TASK DESCRIPTION: Begin with the line containing "Surveillance review: pinpoint the rear" and copy each line exactly through the last line of the entries, inclusive.

RAW DATA:
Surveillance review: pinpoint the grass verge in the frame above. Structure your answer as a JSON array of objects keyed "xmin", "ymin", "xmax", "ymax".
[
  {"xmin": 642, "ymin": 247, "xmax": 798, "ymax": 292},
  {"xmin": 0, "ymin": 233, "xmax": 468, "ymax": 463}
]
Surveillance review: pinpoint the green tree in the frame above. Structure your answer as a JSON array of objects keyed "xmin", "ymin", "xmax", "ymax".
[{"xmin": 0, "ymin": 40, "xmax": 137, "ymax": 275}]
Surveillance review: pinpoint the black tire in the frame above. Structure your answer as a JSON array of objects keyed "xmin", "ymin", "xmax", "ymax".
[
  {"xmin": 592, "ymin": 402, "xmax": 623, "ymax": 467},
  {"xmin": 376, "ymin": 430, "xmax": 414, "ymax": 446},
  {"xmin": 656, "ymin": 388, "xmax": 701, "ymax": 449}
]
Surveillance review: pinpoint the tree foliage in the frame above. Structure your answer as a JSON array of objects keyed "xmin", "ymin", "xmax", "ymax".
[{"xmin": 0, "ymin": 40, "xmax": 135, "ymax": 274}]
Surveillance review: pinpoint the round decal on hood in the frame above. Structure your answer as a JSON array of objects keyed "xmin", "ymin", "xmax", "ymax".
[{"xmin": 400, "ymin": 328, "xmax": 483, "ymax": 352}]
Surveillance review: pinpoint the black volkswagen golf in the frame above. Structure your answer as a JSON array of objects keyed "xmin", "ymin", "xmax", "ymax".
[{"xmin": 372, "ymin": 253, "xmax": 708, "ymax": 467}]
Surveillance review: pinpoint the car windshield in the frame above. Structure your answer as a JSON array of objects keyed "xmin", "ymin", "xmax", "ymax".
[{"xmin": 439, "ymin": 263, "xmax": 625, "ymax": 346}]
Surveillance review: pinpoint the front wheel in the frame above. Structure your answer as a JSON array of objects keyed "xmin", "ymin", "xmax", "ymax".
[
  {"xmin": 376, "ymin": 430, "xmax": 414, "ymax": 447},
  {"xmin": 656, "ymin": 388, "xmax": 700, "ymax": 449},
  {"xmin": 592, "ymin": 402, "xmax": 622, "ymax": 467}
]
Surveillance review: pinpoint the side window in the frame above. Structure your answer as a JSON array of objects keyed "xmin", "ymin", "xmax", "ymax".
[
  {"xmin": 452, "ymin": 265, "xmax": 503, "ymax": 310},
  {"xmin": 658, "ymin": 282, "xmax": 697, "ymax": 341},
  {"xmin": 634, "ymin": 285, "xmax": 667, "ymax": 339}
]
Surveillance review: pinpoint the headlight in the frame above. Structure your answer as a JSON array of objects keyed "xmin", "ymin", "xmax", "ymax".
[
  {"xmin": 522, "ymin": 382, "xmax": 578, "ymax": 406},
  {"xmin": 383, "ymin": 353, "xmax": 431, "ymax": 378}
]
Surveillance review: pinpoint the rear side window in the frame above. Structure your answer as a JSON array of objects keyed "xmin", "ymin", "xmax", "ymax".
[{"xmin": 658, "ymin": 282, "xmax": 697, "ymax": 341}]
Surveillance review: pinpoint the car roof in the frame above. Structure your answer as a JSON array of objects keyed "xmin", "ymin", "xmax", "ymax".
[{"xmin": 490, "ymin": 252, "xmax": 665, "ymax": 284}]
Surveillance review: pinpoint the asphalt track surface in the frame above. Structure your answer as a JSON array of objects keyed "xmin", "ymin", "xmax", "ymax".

RESPONSE:
Surveillance review: pinpoint the rear side window in the frame above. Structure your answer as a JSON array of objects keyed "xmin", "ymin", "xmax", "ymax".
[{"xmin": 658, "ymin": 282, "xmax": 697, "ymax": 341}]
Surveillance review: pinpoint the car roof in the frame above. Structure your answer as a JSON array of objects keyed "xmin", "ymin", "xmax", "ymax".
[{"xmin": 490, "ymin": 252, "xmax": 665, "ymax": 284}]
Surveillance review: pinpoint the asphalt track surface in the frame above. Structure your answer as a JSON array of objects keyed "xmin", "ymin", "xmax", "ymax".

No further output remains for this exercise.